Short problem -
Here is a listing, set out below; repeat its lines from the one with "the man's face" to the last, both included, and leave out the pictures.

(Entries taken from a collection)
● ● ●

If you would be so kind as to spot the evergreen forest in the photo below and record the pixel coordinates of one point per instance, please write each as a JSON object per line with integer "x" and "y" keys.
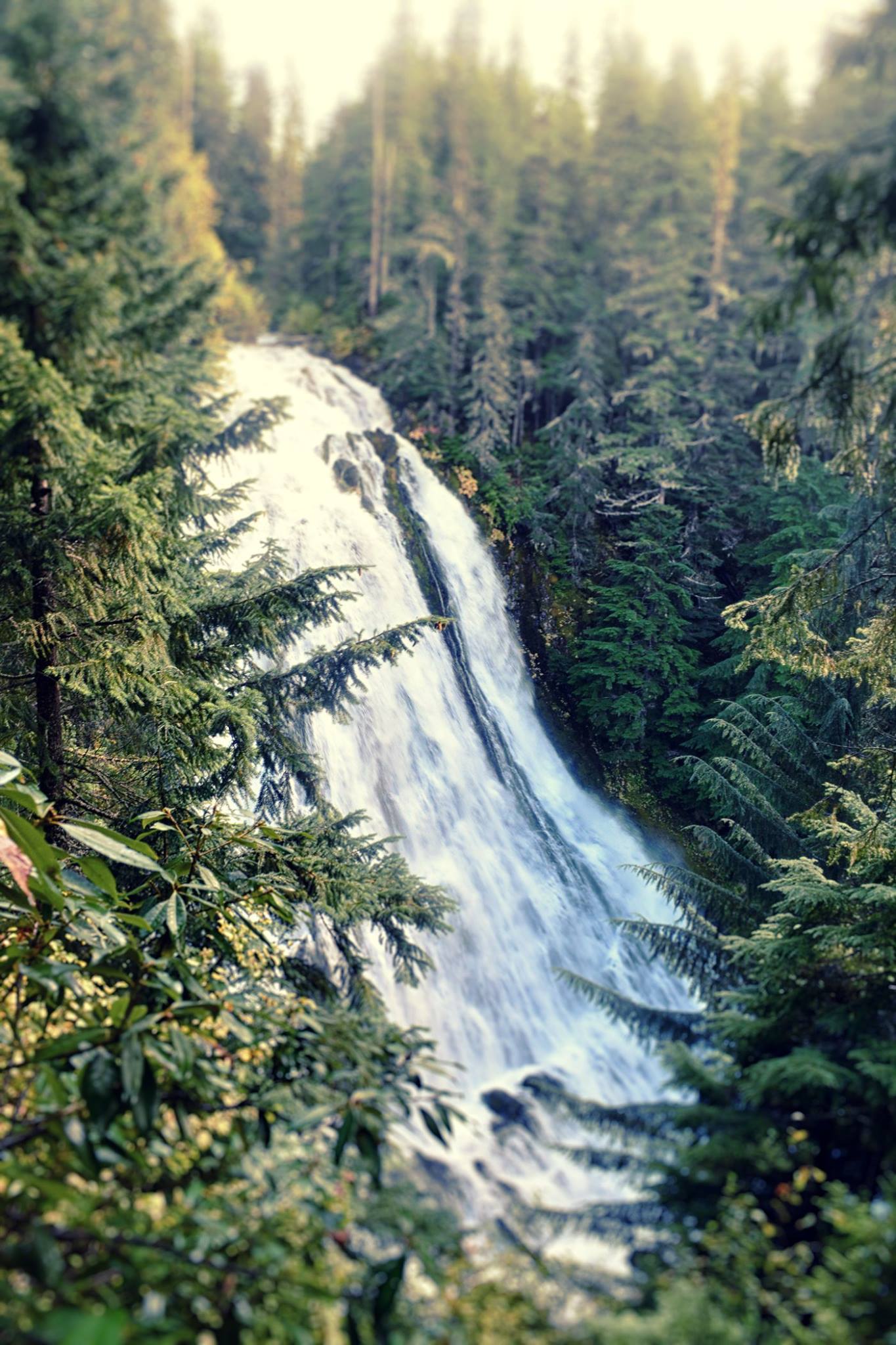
{"x": 645, "y": 332}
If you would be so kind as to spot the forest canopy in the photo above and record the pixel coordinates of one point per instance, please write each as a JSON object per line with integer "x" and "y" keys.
{"x": 649, "y": 341}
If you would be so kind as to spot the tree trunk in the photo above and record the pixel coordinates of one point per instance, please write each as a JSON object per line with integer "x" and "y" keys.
{"x": 46, "y": 685}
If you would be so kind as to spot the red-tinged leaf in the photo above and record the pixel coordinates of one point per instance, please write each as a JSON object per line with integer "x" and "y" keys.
{"x": 15, "y": 860}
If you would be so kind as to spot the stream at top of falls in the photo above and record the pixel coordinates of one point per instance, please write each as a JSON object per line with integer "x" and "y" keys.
{"x": 446, "y": 752}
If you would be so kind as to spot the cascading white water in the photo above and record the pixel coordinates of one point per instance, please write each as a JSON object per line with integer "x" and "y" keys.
{"x": 446, "y": 751}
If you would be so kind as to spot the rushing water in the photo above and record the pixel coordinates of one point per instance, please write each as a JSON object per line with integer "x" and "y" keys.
{"x": 448, "y": 752}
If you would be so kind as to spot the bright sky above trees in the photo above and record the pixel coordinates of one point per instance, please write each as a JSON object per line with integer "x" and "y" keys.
{"x": 331, "y": 45}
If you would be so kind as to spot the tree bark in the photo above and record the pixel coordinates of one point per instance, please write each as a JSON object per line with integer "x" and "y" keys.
{"x": 46, "y": 684}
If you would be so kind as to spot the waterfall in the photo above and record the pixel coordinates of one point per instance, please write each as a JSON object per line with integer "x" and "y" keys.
{"x": 448, "y": 753}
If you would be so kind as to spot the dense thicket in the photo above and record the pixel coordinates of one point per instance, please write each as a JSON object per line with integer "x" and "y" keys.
{"x": 676, "y": 432}
{"x": 198, "y": 1079}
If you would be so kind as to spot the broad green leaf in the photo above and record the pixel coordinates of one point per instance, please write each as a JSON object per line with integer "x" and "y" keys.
{"x": 175, "y": 915}
{"x": 10, "y": 768}
{"x": 132, "y": 1066}
{"x": 98, "y": 872}
{"x": 32, "y": 841}
{"x": 70, "y": 1043}
{"x": 101, "y": 1088}
{"x": 147, "y": 1102}
{"x": 120, "y": 849}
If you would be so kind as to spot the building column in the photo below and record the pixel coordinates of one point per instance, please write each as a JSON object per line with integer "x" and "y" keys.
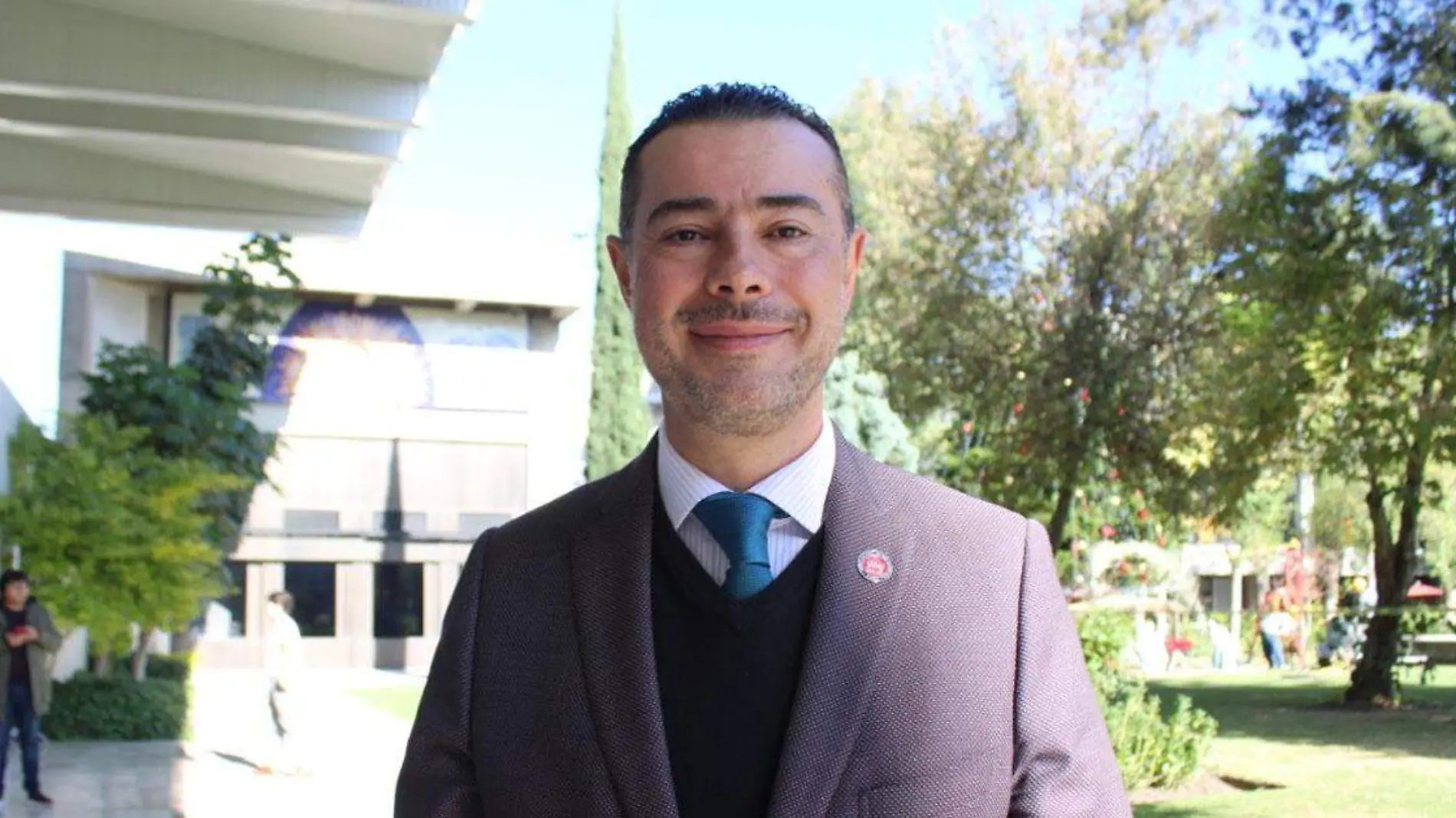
{"x": 354, "y": 612}
{"x": 440, "y": 581}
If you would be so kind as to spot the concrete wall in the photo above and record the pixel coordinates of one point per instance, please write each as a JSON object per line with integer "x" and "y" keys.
{"x": 11, "y": 415}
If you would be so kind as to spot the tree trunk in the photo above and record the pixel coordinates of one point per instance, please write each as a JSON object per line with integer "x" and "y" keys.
{"x": 1056, "y": 528}
{"x": 1373, "y": 679}
{"x": 139, "y": 659}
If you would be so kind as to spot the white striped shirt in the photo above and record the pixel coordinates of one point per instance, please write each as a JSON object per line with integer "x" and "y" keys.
{"x": 800, "y": 489}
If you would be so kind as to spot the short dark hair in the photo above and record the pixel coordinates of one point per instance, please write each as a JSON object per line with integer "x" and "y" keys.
{"x": 727, "y": 102}
{"x": 283, "y": 600}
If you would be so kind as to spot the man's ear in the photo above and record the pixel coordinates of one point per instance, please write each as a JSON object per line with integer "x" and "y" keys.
{"x": 618, "y": 252}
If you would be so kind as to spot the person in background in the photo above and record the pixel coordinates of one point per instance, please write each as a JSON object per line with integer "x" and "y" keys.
{"x": 283, "y": 661}
{"x": 1274, "y": 625}
{"x": 31, "y": 636}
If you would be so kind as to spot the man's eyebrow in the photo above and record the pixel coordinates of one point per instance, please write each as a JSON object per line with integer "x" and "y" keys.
{"x": 785, "y": 201}
{"x": 692, "y": 204}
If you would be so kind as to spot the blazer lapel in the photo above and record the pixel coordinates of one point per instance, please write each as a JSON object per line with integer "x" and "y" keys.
{"x": 846, "y": 638}
{"x": 611, "y": 565}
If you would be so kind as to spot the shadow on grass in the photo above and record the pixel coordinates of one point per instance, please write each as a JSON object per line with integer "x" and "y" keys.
{"x": 1304, "y": 708}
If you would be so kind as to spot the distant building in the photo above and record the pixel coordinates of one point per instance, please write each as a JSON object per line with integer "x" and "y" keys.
{"x": 409, "y": 421}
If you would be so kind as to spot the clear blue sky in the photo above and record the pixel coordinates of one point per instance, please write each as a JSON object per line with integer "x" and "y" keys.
{"x": 511, "y": 137}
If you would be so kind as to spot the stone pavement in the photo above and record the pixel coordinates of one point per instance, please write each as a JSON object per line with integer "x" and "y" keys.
{"x": 353, "y": 748}
{"x": 100, "y": 780}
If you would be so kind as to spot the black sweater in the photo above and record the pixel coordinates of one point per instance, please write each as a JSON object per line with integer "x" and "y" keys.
{"x": 728, "y": 672}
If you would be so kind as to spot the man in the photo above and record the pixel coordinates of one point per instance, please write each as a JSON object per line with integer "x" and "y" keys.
{"x": 31, "y": 635}
{"x": 753, "y": 617}
{"x": 283, "y": 658}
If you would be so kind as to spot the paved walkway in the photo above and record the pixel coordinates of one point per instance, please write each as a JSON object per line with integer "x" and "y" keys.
{"x": 353, "y": 748}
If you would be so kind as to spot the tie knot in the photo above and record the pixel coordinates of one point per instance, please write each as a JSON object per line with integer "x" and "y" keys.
{"x": 740, "y": 523}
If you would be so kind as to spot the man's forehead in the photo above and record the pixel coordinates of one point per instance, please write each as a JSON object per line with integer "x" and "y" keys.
{"x": 737, "y": 159}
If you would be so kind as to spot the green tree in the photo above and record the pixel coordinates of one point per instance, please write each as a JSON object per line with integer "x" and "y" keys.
{"x": 1041, "y": 255}
{"x": 857, "y": 402}
{"x": 1343, "y": 274}
{"x": 618, "y": 425}
{"x": 111, "y": 532}
{"x": 200, "y": 408}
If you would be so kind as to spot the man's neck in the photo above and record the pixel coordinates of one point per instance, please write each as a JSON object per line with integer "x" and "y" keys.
{"x": 743, "y": 462}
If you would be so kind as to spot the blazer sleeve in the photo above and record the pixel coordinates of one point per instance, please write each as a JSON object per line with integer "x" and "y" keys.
{"x": 437, "y": 777}
{"x": 1063, "y": 763}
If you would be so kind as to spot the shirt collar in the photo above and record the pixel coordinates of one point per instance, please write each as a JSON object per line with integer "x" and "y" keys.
{"x": 800, "y": 488}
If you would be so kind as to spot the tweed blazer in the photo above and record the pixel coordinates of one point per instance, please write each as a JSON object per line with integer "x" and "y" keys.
{"x": 954, "y": 687}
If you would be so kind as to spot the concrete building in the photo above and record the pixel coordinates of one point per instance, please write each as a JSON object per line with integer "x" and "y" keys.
{"x": 229, "y": 114}
{"x": 409, "y": 421}
{"x": 223, "y": 116}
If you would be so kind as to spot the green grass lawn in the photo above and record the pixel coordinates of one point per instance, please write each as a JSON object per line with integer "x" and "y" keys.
{"x": 399, "y": 702}
{"x": 1273, "y": 730}
{"x": 1324, "y": 761}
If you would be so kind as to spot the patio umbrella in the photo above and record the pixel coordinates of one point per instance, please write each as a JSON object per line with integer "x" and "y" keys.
{"x": 1425, "y": 591}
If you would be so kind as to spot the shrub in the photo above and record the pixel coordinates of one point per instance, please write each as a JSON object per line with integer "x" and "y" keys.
{"x": 1152, "y": 751}
{"x": 1104, "y": 636}
{"x": 116, "y": 709}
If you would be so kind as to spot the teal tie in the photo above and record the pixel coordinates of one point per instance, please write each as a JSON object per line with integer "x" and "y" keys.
{"x": 740, "y": 523}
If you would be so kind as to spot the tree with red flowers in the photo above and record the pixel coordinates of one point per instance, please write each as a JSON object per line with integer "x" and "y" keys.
{"x": 1038, "y": 258}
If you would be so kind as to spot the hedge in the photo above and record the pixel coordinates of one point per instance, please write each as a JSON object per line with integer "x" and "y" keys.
{"x": 116, "y": 709}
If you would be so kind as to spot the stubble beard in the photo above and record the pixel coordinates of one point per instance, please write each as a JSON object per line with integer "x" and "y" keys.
{"x": 737, "y": 401}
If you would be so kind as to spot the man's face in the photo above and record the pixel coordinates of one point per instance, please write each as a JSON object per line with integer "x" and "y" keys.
{"x": 16, "y": 594}
{"x": 739, "y": 270}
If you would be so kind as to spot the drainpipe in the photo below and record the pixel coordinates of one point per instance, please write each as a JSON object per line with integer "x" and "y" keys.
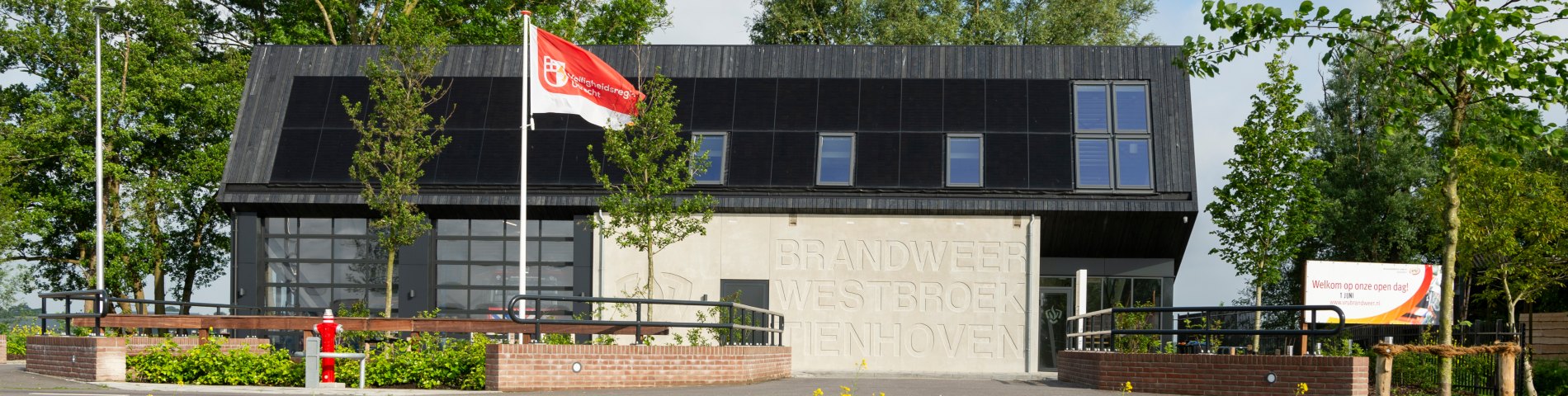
{"x": 599, "y": 258}
{"x": 1034, "y": 293}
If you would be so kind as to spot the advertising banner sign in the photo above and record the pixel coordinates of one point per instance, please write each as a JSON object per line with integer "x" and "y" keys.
{"x": 1374, "y": 293}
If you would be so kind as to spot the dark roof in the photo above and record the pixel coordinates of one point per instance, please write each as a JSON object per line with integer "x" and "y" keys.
{"x": 273, "y": 68}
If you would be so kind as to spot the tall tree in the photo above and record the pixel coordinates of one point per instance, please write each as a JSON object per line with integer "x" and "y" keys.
{"x": 963, "y": 22}
{"x": 1517, "y": 235}
{"x": 397, "y": 137}
{"x": 470, "y": 22}
{"x": 1371, "y": 202}
{"x": 1269, "y": 204}
{"x": 1458, "y": 54}
{"x": 658, "y": 163}
{"x": 168, "y": 108}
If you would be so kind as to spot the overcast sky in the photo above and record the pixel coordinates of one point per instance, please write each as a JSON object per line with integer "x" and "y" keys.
{"x": 1219, "y": 106}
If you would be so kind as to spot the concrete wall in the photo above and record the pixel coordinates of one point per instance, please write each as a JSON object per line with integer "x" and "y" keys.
{"x": 1216, "y": 375}
{"x": 78, "y": 357}
{"x": 546, "y": 366}
{"x": 905, "y": 293}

● ● ●

Output for this exercise -
If you would be so kind as to spot the man's face in the photo above and record the pixel coordinates of one point per instance, please write each as a JSON object per line with integer "x" and "y" keys.
{"x": 16, "y": 594}
{"x": 739, "y": 270}
If you would be so kind as to spot the drainpipe in the photo below and record the pixel coordinates of one point per instance, please write each as a JSON object per line with integer "x" and "y" keys.
{"x": 599, "y": 258}
{"x": 1034, "y": 293}
If you would be so kind as to spot the advertising banner sign in the photo above and record the pixel coordinates of one point per instance, please write each as a JSON object per line with integer "x" and "y" keys.
{"x": 1374, "y": 293}
If you would be so kind as to spot the dark roof in the photo above and record the pixel coordinates of one point per instance, please write each as a JSON object per line with integer "x" and "y" keys.
{"x": 273, "y": 68}
If you would be so kind as to spot the tall tree in the photo above and record the pixel coordinates of one point per instance, please write each as a JSON object per line with integer "x" and "y" keys.
{"x": 963, "y": 22}
{"x": 1517, "y": 235}
{"x": 397, "y": 137}
{"x": 470, "y": 22}
{"x": 1371, "y": 202}
{"x": 1269, "y": 204}
{"x": 1458, "y": 54}
{"x": 658, "y": 163}
{"x": 168, "y": 108}
If you would be so kind as to spot the overcast sky in the photo above and record the pixel coordinates of one point per instance, please write each as a JSON object per line with integer "x" and "y" keys.
{"x": 1219, "y": 106}
If you would be so kind as to spot the concrete wall in the photo above and record the pixel coordinates of one point per instance, please write each as a JSON object per line with integer "x" and "y" keys.
{"x": 1216, "y": 375}
{"x": 78, "y": 357}
{"x": 546, "y": 366}
{"x": 905, "y": 293}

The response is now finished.